What is needed
Copy the line with "Where can you spot the rectangular" and all lines following it through the last line of the entries, exactly as written.

--- Start ---

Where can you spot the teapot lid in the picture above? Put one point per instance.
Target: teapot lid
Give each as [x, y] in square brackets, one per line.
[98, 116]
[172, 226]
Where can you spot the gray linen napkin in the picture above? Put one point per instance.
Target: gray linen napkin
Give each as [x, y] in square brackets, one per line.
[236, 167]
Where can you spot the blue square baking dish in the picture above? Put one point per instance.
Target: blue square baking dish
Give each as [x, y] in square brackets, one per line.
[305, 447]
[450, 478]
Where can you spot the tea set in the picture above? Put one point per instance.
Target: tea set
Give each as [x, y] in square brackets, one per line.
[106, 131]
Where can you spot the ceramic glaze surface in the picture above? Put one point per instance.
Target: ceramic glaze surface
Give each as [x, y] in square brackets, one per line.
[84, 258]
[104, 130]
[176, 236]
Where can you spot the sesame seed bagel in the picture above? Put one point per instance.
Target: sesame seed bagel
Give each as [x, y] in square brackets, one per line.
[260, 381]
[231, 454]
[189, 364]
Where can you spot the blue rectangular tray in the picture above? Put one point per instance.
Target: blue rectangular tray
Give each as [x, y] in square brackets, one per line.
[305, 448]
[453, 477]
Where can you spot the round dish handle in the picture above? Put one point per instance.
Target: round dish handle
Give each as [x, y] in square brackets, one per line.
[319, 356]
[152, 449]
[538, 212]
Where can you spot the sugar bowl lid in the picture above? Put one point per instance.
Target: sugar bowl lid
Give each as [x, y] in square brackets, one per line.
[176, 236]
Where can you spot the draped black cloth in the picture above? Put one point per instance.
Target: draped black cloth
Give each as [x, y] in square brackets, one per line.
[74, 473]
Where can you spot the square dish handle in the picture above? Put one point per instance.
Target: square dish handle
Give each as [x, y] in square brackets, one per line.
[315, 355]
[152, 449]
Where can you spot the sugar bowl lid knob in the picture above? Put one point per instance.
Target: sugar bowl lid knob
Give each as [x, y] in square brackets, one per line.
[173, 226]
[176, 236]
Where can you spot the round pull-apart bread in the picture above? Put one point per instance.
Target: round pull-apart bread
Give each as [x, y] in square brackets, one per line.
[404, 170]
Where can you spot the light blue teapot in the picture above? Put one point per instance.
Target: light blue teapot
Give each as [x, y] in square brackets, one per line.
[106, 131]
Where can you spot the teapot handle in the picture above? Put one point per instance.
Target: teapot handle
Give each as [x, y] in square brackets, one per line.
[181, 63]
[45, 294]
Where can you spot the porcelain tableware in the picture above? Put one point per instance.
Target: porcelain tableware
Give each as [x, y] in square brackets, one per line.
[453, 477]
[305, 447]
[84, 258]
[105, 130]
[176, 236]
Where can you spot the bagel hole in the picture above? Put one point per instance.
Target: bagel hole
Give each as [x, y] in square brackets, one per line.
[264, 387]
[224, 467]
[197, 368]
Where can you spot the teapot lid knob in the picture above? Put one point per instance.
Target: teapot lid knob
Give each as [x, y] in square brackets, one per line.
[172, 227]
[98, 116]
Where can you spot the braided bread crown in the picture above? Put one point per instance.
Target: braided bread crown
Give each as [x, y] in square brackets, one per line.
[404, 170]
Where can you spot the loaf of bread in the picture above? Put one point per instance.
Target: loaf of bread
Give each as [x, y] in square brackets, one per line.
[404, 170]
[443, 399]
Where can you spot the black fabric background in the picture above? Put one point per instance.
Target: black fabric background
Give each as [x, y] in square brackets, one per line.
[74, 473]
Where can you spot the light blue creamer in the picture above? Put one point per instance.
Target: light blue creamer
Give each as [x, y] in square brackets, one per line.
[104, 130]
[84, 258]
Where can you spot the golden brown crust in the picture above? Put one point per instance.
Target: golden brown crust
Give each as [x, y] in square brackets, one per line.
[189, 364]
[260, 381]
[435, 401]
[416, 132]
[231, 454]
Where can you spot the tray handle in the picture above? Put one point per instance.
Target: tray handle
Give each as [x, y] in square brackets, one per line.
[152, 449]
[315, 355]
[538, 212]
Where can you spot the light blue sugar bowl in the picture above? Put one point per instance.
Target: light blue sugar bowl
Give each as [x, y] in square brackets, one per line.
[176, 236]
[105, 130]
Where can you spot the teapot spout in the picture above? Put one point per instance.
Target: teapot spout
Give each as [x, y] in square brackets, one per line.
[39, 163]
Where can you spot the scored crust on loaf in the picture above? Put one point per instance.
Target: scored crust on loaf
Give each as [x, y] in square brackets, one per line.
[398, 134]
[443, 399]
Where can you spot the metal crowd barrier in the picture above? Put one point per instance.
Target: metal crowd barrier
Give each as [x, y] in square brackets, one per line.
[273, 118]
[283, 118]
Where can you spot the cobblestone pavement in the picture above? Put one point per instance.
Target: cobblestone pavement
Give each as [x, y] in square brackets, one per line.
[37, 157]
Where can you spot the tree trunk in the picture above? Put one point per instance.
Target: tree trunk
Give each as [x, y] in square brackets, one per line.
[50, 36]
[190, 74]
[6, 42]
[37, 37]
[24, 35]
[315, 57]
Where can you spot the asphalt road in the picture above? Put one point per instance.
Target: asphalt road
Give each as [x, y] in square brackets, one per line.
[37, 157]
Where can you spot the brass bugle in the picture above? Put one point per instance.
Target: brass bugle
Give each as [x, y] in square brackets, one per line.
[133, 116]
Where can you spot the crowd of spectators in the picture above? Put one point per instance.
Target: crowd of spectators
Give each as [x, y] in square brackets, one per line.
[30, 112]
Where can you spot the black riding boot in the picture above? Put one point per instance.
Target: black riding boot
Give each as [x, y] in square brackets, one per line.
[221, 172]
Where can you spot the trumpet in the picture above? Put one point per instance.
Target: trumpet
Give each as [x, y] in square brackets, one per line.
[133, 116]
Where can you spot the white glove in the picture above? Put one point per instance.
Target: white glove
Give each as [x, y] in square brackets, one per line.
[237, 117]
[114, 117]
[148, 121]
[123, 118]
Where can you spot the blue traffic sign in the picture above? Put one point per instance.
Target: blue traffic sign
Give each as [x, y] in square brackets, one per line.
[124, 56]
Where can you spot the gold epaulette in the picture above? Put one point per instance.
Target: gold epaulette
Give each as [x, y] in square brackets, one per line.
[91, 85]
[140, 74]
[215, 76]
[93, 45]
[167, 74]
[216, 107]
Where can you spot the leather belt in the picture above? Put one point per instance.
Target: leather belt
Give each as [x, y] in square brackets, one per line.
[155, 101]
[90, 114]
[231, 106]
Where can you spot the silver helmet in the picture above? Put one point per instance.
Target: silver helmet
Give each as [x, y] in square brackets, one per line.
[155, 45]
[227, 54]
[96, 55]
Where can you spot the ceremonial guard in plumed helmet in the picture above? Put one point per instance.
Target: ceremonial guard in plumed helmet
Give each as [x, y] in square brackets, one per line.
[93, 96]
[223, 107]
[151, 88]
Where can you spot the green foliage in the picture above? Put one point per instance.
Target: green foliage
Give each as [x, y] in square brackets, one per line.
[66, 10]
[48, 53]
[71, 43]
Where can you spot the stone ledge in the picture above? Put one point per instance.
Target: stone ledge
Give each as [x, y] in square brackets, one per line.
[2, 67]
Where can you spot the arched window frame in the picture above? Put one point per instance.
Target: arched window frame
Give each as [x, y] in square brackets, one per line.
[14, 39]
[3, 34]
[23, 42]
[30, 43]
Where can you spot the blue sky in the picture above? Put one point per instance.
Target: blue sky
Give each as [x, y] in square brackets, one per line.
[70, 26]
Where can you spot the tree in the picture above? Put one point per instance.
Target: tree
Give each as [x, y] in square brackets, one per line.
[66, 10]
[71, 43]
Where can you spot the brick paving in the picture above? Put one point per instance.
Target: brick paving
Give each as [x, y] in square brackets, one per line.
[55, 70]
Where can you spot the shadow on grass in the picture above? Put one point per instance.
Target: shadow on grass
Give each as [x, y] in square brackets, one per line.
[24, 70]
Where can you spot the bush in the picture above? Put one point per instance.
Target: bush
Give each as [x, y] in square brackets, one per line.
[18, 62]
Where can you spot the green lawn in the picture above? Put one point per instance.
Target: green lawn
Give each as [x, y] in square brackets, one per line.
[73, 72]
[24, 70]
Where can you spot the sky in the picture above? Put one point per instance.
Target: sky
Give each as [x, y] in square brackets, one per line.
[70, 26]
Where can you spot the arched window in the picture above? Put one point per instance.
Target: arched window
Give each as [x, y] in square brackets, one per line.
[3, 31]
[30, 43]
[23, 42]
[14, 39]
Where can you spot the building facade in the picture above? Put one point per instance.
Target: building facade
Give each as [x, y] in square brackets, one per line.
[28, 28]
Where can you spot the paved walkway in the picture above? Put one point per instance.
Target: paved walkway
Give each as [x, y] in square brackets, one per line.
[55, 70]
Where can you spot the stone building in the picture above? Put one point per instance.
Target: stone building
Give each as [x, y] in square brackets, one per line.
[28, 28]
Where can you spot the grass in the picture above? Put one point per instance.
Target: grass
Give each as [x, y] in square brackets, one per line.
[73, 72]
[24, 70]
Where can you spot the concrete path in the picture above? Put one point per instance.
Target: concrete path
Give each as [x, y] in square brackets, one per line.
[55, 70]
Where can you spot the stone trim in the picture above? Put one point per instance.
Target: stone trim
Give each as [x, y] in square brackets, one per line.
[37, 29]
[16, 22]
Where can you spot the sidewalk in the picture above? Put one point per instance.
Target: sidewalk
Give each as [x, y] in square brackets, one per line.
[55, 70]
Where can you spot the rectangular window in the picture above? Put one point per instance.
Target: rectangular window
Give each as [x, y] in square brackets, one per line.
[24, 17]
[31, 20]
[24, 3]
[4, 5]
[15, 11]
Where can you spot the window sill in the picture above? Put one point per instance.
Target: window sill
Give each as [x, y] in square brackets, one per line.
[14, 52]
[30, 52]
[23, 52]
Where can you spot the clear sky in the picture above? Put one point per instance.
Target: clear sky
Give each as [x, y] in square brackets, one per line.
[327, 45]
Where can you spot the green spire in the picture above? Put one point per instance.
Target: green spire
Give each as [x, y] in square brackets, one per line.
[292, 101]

--- End ---

Written solution
Where can you spot the rectangular window in the picture above? Put one point per instance.
Target: rectangular window
Give each as [x, y] in square brackets, one per line.
[24, 17]
[31, 20]
[24, 3]
[4, 5]
[15, 11]
Where can you spot the window sill in the picture above? Put one point per instance.
Target: window sill
Give each as [x, y] in square brackets, one per line.
[14, 52]
[30, 52]
[23, 52]
Where can you spot the clear sky in the picture above? Put one point per instance.
Target: clear sky
Give each as [x, y] in square brackets, one per line.
[327, 45]
Where can you spot the green spire in the picture above? Put one point per instance.
Target: green spire
Give each as [x, y] in square brackets, one per line.
[292, 101]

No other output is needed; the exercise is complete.